Reading passage ->
Data Sampling

When managing high-volume telemetry environments, you may not need or want to send 100% of your traces and logs to KloudMate. Data sampling allows you to selectively retain a representative subset of your telemetry, helping you manage storage costs and network bandwidth without losing visibility into your system’s overall health and performance.

The OpenTelemetry Collector provides several processors for sampling data. The two most common approaches are Head Sampling (making a sampling decision at the beginning of a trace) and Tail Sampling (making a decision after all spans for a trace have been collected).

Probabilistic Sampling (Head Sampling)

The easiest way to reduce volume is to apply a uniform probabilistic sampling rate. The probabilistic_sampler processor randomly drops a specified percentage of your data.

This processor can be used for both traces and logs.

Example: Keep 10% of Traces and Logs

Add the probabilistic_sampler to your processors configuration and specify the sampling_percentage.

Provided records ->

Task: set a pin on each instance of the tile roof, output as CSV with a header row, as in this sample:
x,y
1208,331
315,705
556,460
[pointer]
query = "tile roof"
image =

Direction A -> Copy the part of the data sampling page between "The easiest way" and "traces and logs.", inclusive.
Direction B -> Write every line of the records as a JSON list of strings, one string per line, with blank lines left out.

Final answer A ->
The easiest way to reduce volume is to apply a uniform probabilistic sampling rate. The probabilistic_sampler processor randomly drops a specified percentage of your data.

This processor can be used for both traces and logs.

Final answer B ->
[
  "Task: set a pin on each instance of the tile roof, output as CSV with a header row, as in this sample:",
  "x,y",
  "1208,331",
  "315,705",
  "556,460",
  "[pointer]",
  "query = \"tile roof\"",
  "image ="
]